[Start of section]

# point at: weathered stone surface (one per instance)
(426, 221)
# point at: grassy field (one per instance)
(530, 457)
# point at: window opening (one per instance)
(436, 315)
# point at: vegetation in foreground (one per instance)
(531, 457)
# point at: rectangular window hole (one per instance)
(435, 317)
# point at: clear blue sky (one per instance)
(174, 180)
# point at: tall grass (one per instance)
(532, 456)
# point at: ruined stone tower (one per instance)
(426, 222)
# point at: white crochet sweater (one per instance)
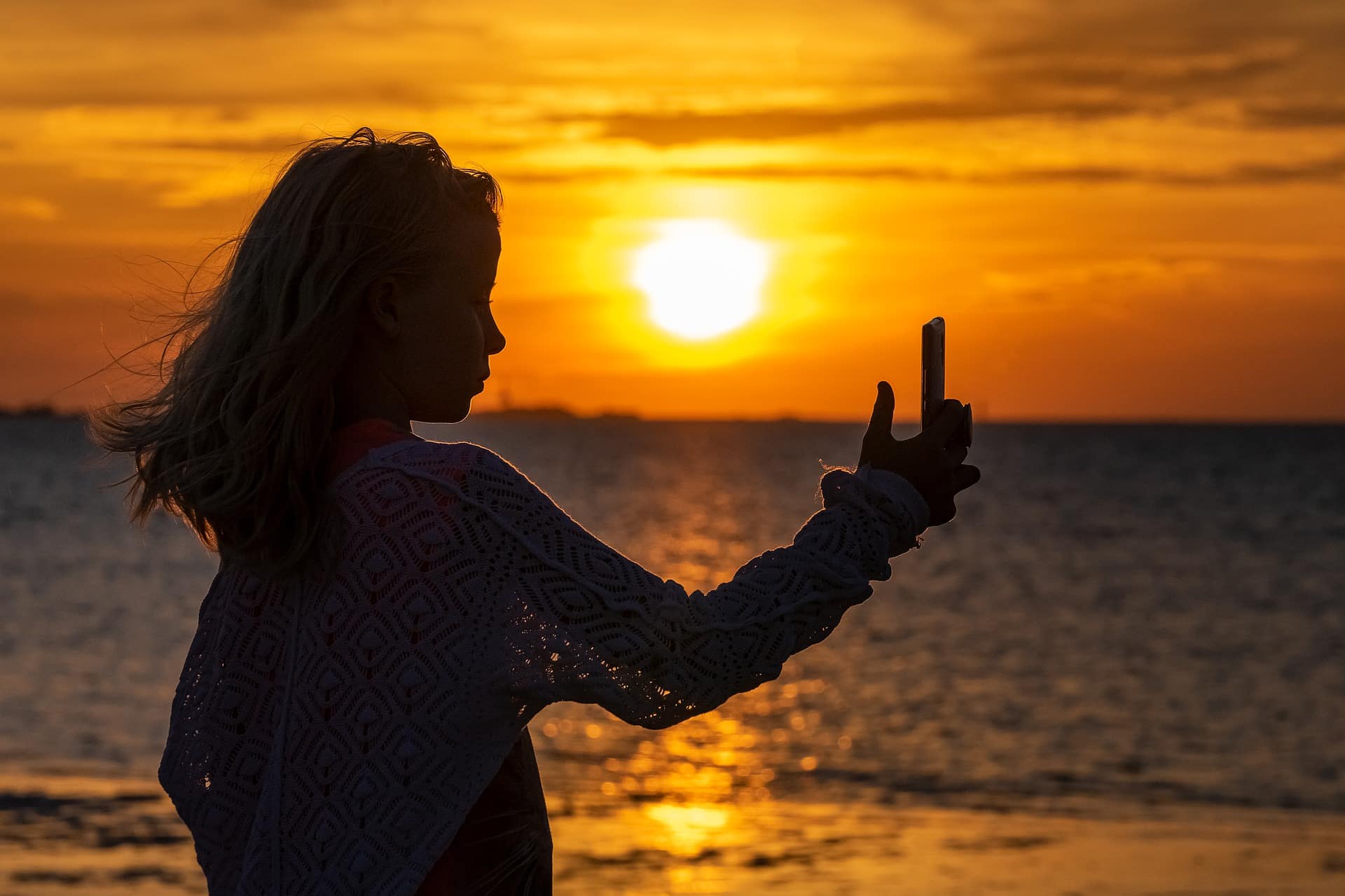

[End of section]

## Your objective:
Make an exact copy of the data, leaving its pictures out.

## Exercise response:
# point at: weathered stone surface (one per instance)
(426, 221)
# point at: grassy field (one per instance)
(530, 457)
# point at: window opening (one per instance)
(436, 315)
# point at: vegetation in foreground (one per instance)
(531, 457)
# point at: rectangular window hole (one per instance)
(435, 317)
# point at: clear blue sky (one per instance)
(174, 180)
# point at: tall grass (one per instance)
(532, 456)
# point at: ruined stone tower (one per instance)
(426, 222)
# point at: white crochet sweater (one per instance)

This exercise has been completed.